======== Extract

We talked with Car Next Door Founder, Will Davies, about the environment, self-development, and what his typical workday looks like.
What was the insight that led to the foundation of Car Next Door?
I decided in my late twenties that I wanted to focus all my energies on reducing CO2 emissions – which I believe is humanity’s biggest problem. I was growing more and more concerned about the way humans are buggering up the environment, from the massive amounts of waste that we produce, to the way we are polluting waters, fishing out the seas, clearing land – it’s a long list. But carbon emissions were top of my list as they have the potential to wreak so much destruction.
I owned a mortgage broking business at the time, but couldn’t work out any possible way to reduce CO2 emissions. I needed a business that would reduce emissions and make a profit. I was already a car share user, so decided it would be much more efficient to use other people’s unused cars instead of buying more to rent out. Car Next Door was born!
One shared car replaces the need for 10 cars to be produced, and half of a car’s carbon emissions are produced when it’s manufactured. Also, people who car share drive 40% less than people who own their own cars, simply because they are paying per use. Think about if you need to go to the shops and pick up milk. If you have already paid all the $4-8k standing costs of owning a car, then it only costs a few cents in fuel to use it for this trip. But if you need to pay $7 to access a car for one hour, then you might consider walking or riding to the shops instead.
How does Car Next Door distinguish itself in this sector of the transport industry?
Really, we have created a whole new sector. We were, and pretty much remain, the only car-sharing company that sources their cars from individuals rather than owning them (like all of our competitors do).
We are the ‘Airbnb of car share’, utilising underused assets that are just sitting around idle, whereas GoGet is like the Hilton hotels – needing to buy a new asset whenever they want to expand.
What angle or competitive edge has the company employed to stand out?
We have much lower capital cost to expand, and we have a wider variety of cars.
Take us through a day in your life. What does the typical day look like?
I love getting in the thick of things, but that’s become too hard now that we’ve grown.
Looking back over the last few weeks I’ve spent the majority of my time:
25%: Meeting with, helping, coaching, and giving my input to key lieutenants, and the team on all the different things that they have on the go.

================
======== Data rows

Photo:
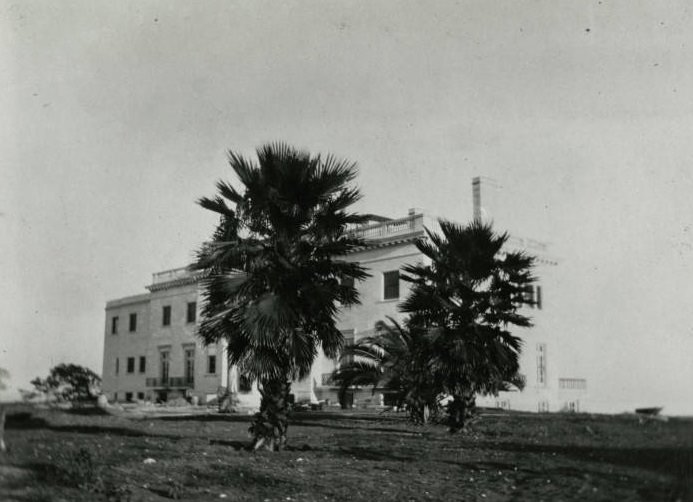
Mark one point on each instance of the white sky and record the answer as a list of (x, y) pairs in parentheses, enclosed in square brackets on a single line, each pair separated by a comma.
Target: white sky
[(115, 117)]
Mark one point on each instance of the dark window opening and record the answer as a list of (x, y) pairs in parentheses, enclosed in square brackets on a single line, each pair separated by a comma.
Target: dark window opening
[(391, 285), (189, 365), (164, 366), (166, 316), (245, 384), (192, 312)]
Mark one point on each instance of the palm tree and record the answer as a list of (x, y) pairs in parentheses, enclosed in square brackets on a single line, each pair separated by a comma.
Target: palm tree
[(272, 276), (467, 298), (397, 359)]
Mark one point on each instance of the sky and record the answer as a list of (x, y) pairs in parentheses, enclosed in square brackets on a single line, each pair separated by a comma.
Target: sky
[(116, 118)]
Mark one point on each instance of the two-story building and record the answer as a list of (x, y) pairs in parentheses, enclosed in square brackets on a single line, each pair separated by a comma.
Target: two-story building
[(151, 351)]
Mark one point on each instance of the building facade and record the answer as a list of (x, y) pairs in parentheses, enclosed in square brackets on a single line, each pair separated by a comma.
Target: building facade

================
======== Data rows

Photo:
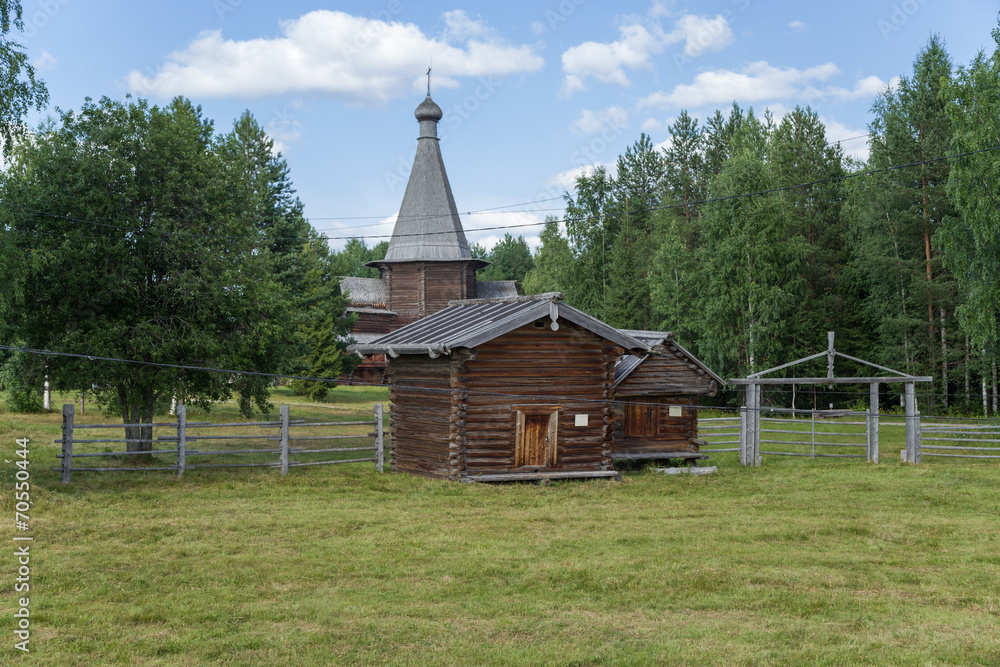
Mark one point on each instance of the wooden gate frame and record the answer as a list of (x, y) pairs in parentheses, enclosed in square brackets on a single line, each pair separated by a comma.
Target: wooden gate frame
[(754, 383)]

================

Please go on with the Car Next Door interview from where it stops. The data is separate material, not part of the Car Next Door interview.

15%: Recruiting – we’ve had some big positions that need to be filled, so I’ve been heavily involved in that process.
15%: Defining and working on Car Next Door’s strategy so that the team has a clear direction for how we are going to move forward together.
10%: Educating myself further. I’ve made a decision that I need to be continually learning – I do five hours’ learning time a week, I’ve just completed two great online courses: Learning how to learn and a course on public speaking, and have just read a very interesting book called How to Change Your Mind which is about the positive uses of psychedelics.
5%: I actually spend a solid amount of time planning out my week and my days.
This seems like a lot (even to me), but I know that this time ensuring that I’m doing the most important stuff first, is time well spent.
How would you describe your leadership style?
I think that my default (if I don’t watch it) is a pacesetting leadership style – which is not a very good one to adopt once you have more than one to two people – and probably not all that good even then.
What I focus on doing as a leader is trying to employ really smart people in the business, work with them to collectively set a clear vision and strategy about what we want to do and how we want to do it, ensure that everyone has clear goals and plans out their weeks and is accountable to someone who has a weekly accountability meeting with them. Then let people get on with it and try to stay out of the way. My Slack handle is “Ignore me as needed to get your job done.”
What are your short and long-term goals for the company?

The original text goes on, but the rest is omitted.